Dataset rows
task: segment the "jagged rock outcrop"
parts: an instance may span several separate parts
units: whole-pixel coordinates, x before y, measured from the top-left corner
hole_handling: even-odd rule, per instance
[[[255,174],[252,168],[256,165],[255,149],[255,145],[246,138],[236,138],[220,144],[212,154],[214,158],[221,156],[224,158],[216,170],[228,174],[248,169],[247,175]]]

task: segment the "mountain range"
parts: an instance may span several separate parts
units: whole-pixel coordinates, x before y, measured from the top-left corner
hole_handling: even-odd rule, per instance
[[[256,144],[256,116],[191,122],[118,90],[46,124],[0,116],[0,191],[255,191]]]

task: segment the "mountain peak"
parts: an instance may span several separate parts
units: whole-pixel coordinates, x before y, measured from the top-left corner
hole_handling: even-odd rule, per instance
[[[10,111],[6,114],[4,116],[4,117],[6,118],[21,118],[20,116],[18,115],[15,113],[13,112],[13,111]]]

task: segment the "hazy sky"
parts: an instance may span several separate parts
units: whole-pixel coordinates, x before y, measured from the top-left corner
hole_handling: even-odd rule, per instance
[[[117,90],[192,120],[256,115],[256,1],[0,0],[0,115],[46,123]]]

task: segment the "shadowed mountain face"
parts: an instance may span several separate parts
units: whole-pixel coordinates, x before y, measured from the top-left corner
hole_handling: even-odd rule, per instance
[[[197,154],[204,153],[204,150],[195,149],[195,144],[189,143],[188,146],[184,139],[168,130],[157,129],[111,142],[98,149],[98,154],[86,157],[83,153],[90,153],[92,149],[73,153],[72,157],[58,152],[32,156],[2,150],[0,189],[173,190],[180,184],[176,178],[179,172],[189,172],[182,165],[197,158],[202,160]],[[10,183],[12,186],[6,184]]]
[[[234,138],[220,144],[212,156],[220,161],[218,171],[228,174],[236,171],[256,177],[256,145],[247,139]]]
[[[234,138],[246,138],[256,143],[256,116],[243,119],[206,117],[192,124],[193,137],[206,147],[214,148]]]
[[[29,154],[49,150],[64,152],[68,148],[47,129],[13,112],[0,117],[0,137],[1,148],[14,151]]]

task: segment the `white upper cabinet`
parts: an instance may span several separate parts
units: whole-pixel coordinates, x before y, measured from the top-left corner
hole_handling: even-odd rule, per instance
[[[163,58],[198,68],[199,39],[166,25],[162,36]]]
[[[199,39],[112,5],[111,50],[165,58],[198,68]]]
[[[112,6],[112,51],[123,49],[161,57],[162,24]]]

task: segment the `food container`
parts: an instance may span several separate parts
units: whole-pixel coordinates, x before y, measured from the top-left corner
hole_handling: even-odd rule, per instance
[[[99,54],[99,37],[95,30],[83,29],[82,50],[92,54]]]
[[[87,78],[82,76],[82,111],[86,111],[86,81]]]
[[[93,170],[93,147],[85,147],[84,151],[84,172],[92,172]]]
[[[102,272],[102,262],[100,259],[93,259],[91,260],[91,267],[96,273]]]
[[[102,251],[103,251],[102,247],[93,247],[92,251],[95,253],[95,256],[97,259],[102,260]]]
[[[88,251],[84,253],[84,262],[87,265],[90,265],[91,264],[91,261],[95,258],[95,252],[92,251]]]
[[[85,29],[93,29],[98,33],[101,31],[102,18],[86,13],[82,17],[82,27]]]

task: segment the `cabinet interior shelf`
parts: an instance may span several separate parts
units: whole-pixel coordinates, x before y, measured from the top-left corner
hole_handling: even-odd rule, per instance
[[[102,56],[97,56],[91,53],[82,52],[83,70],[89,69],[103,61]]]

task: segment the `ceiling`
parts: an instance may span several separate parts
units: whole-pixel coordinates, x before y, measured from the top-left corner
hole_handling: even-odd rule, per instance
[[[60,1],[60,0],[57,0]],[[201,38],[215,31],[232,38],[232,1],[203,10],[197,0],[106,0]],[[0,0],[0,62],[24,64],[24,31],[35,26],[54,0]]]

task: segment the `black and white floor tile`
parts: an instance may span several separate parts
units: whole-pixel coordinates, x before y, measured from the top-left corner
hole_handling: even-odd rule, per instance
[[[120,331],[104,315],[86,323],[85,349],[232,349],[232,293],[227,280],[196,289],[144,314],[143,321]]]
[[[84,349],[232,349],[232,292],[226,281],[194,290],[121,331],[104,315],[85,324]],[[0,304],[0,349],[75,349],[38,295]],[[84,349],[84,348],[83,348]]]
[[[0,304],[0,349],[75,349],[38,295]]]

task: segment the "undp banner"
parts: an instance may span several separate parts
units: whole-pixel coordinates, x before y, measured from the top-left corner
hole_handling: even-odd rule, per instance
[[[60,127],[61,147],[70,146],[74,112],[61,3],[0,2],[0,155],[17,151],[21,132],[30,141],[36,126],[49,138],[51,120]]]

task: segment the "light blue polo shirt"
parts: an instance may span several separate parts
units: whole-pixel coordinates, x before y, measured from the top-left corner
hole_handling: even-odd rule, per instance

## Task description
Print all of these records line for line, unchanged.

## Reply
task: segment the "jagged rock outcrop"
parts: an instance may span several separate parts
units: whole-pixel coordinates, x before y, measured from the top-left corner
hole_handling: even-odd rule, per instance
[[[255,174],[252,168],[256,165],[255,149],[255,145],[246,138],[236,138],[220,144],[212,154],[214,158],[221,156],[224,158],[216,170],[228,174],[248,169],[247,175]]]

task: segment the "mountain range"
parts: an instance may span several separate parts
units: whole-pixel coordinates, x before y, measured from the top-left corner
hole_handling: even-odd rule, per instance
[[[256,144],[256,116],[191,122],[118,90],[46,124],[0,116],[0,191],[255,191]]]

task: segment the "mountain peak"
parts: an instance may span several separate parts
units: whole-pixel coordinates, x before y, measured from the top-left corner
hole_handling: even-odd rule, per instance
[[[10,111],[6,114],[4,116],[4,117],[6,118],[21,118],[20,116],[18,115],[15,113],[13,112],[13,111]]]

task: segment the "hazy sky"
parts: an instance may span several separate parts
units: whole-pixel coordinates, x before y, measured from the top-left corner
hole_handling: even-odd rule, per instance
[[[117,90],[192,120],[256,115],[256,1],[0,0],[0,115],[46,123]]]

task: segment the "shadowed mountain face"
parts: an instance may span several separate parts
units: whole-pixel coordinates, x before y, measured from the top-left corner
hole_handling: even-odd rule, per instance
[[[197,154],[204,153],[204,150],[195,149],[195,144],[189,143],[188,146],[184,139],[168,130],[157,129],[111,142],[98,149],[98,154],[86,157],[83,153],[90,153],[92,149],[73,153],[72,157],[58,152],[32,156],[2,150],[0,189],[173,190],[180,184],[176,178],[179,172],[189,172],[182,165],[197,158],[202,160]],[[10,183],[12,186],[6,184]]]
[[[234,138],[220,144],[212,156],[220,161],[218,171],[228,174],[236,171],[256,177],[256,145],[247,139]]]
[[[234,138],[246,138],[256,143],[256,116],[243,119],[206,117],[192,124],[193,137],[206,147],[214,148]]]
[[[29,154],[49,150],[64,152],[68,148],[47,129],[13,112],[0,117],[0,137],[1,148],[14,151]]]

task: segment the `white upper cabinet`
parts: an instance may span several separate parts
units: whole-pixel coordinates, x before y, measured from the top-left corner
hole_handling: even-odd rule, per instance
[[[163,58],[198,68],[199,39],[166,25],[162,36]]]
[[[199,39],[112,5],[111,50],[165,58],[198,68]]]
[[[112,6],[112,51],[123,49],[161,57],[162,24]]]

task: segment the `food container`
parts: an instance may span several separate parts
units: whole-pixel coordinates, x before y, measured from the top-left corner
hole_handling: even-odd rule, per instance
[[[99,54],[99,37],[95,30],[83,29],[82,50],[92,54]]]
[[[87,78],[82,76],[82,111],[86,111],[86,81]]]
[[[93,170],[93,147],[85,147],[84,151],[84,172],[92,172]]]
[[[102,272],[102,262],[100,259],[93,259],[91,260],[91,267],[96,273]]]
[[[102,251],[103,251],[102,247],[93,247],[92,251],[95,253],[95,256],[97,259],[102,260]]]
[[[88,251],[84,253],[84,262],[87,265],[90,265],[91,264],[91,261],[95,258],[95,252],[92,251]]]
[[[85,29],[93,29],[98,33],[101,31],[102,18],[86,13],[82,17],[82,27]]]

task: segment the `cabinet interior shelf`
parts: an instance may span several separate parts
units: whole-pixel coordinates, x before y, measured from the top-left corner
hole_handling: even-odd rule, per instance
[[[102,56],[97,56],[91,53],[82,52],[83,70],[89,69],[103,61]]]

task: segment the `ceiling`
parts: an instance may span several separate parts
units: whole-pixel coordinates, x before y, measured from the top-left corner
hole_handling: even-odd rule, per instance
[[[60,1],[60,0],[57,0]],[[201,38],[215,31],[232,38],[232,1],[203,10],[197,0],[106,0]],[[0,0],[0,62],[24,64],[24,31],[35,26],[54,0]]]

task: segment the `black and white floor tile`
parts: an instance may span several separate parts
units: whole-pixel coordinates, x before y, measured from the top-left corner
hole_handling: even-odd rule, per instance
[[[120,331],[104,315],[86,323],[85,349],[232,349],[232,293],[227,280],[196,289],[144,314],[143,321]]]
[[[84,349],[232,349],[232,292],[226,281],[194,290],[121,331],[104,315],[85,324]],[[0,304],[0,349],[75,349],[38,295]],[[84,349],[84,348],[83,348]]]
[[[0,304],[0,349],[75,349],[38,295]]]

task: segment the "undp banner"
parts: an instance may span several separate parts
units: whole-pixel coordinates, x before y, measured from the top-left corner
hole_handling: even-odd rule, per instance
[[[60,127],[61,147],[70,146],[74,112],[61,3],[0,2],[0,155],[17,151],[21,132],[30,141],[36,126],[49,138],[51,120]]]

task: segment the "light blue polo shirt"
parts: an instance may span several separate parts
units: whole-pixel coordinates, x before y, measured from the top-left corner
hole_handling: even-odd rule, per instance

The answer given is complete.